__Article__:
*****

A fracture dilation fluid may be introduced under pressure to force the natural cleats in the mineral bearing stratum to dilate, and to spall, (that is, to crack further, to cause portions of the stratum to separate. A gas under high pressure may be the fluid used in the dilation process. A gas may have less tendency than a liquid to cause the material of the stratum to swell. One step may be to select a gas that is relatively inert in terms of chemical (as opposed to mechanical) interaction with the material of the stratum. Such a gas that has little or no tendency to react with the stratum to be dilated may be termed non-participating, or non-reactive. For example, in a carboniferous environment, such as a coal seam, nitrogen gas may be introduced. Although other gases, such as inert, or relatively inert, gases may be used, nitrogen may tend to be readily available and comparatively inexpensive to obtain in large quantities. The gas need not be entirely of one element, but may be a mixture of non-reactive gases. Making allowance for trace elements, the frac fluid chosen may be substantially free of reactive gases or liquids, and may be substantially, or entirely, free of liquids, including being free of aqueous liquids such as water or brine.

In one step, the gas introduced under pressure may be forced into the designated layer at a pressure that is greater than five times as great as the pre-existing static pressure in the well bore at the selected stratum. For example, where the natural pressure in the well bore may be in the range of 100-150 psia, (0.7-1.0 MPa) the pressure of the introduced gas may be more than 5 times as great, and may be as great as 30 to 60 times as great or greater. The surface pressure of the introduced gas may be greater than 2000 psi, or possibly greater than 5000 psia and in one embodiment may be about 5000-8000 psia. Expressed alternatively, the peak pressure may be more than double, and perhaps in the range of 3 to 10 times as great as the overburden pressure at the location of the stratum, or seam, to be dilated. Not only may the frac fluid be introduced at a surface pressure of greater than 2000 psi, or, indeed greater than 3000 psi, but, in addition, the frac gas may be introduced at a high rate, such that the rate of pressure rise in the surrounding stratum or seam of interest may be rapid. This rate of pressure rise may be measured in the well bore as a proxy for the rise in the surrounding formation, or fracture zone. For example, the rate of flow may be as great or greater, than required to achieve a pressure rise of 500 psi bottom hole pressure in the well bore over an elapsed time of 100 second or less, and may be such as to raise the pressure 500 psi in the range of 50 to 75 seconds. The apparatus located in the well bore may include a pressure sensor such as may be used to observe the pressure in the well bore, and a suitable feedback apparatus by which the pressure may be monitored from the surface, and the fluid introduction equipment may be operated to introduce additional gas, as may be.

*****

__Source material__:
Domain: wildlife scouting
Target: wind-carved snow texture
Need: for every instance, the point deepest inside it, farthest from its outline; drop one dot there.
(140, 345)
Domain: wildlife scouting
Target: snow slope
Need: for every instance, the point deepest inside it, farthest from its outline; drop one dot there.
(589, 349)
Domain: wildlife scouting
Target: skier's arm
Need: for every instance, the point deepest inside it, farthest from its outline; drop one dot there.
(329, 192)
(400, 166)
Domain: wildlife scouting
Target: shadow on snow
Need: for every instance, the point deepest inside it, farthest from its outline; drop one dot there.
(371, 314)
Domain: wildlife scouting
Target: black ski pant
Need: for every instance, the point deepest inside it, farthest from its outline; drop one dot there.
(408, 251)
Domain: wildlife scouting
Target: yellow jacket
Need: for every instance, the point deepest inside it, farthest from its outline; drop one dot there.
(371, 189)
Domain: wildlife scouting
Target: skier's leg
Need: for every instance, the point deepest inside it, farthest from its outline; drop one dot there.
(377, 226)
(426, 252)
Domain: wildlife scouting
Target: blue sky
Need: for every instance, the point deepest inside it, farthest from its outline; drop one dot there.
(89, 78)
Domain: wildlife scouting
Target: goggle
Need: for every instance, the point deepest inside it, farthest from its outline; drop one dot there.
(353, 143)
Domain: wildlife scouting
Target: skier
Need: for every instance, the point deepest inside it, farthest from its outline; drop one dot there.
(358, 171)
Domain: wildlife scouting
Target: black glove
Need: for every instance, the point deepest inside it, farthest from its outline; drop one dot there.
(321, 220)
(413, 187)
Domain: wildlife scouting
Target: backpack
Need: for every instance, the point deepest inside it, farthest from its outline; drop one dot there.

*****

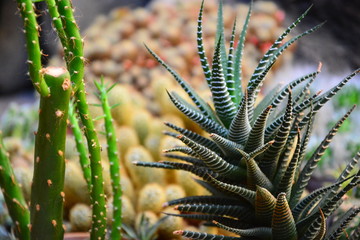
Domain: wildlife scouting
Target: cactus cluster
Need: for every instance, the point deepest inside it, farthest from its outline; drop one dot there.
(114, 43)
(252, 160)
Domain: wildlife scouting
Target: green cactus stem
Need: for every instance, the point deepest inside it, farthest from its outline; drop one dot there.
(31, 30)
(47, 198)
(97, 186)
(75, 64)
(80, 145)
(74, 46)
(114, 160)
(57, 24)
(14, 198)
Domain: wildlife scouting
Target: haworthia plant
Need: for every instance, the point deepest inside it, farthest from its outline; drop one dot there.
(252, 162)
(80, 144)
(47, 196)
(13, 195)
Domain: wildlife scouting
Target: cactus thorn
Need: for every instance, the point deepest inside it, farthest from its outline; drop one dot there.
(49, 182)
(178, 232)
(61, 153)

*****

__Required task A__: Show every line of the records that contains the word "cactus", matching case exactly.
__Required task B__: Continue the passage on dilating a stratum with high-pressure gas from where it stops.
The records are unrelated to the text on gas dilation of mineral-bearing strata.

__Response A__:
Target: cactus cluster
Target: green cactus stem
Target: cactus thorn

__Response B__:
It may be that this comparatively large pressure rise, occurring at a relatively high rate, may tend to result in brisk crack dilation, or crack propagation, notwithstanding the comparative lack of vertical restraint on the seam or stratum of interest given the comparatively low overburden pressure of, for example, layer 48.

The pressure surges may be alternately defined by reference to flow rate. For example, starting from the initial well bore pressure the fracture dilation gas may be introduced in a first surge at a flow rate of at least 300 scm or possibly at least 1000 scm over a time period of 1 to 20 minutes or possibly 1 to 10 minutes, such that the pressure in the stratum, as measured in the well bore, is raised to an elevated level. Following this rise, a period of relaxation may occur in which the inflow of frac gas may be stopped or may be greatly diminished to a rate of less than 300 scm, and during which the pressure in the well bore downhole may tend to decline over a time period of less than 24 hours or possibly less than 12 hours and in one embodiment less than one hour to some lesser value. At the end of that time period, the fracture dilation gas under pressure may again be introduced (or reintroduced, as may be) as a surge at a flow rate of at least 300 scm or possibly at least 1000 scm over a time period of 1 to 20 minutes or possibly 1 to 10 minutes such that the pressure in the well bore is raised.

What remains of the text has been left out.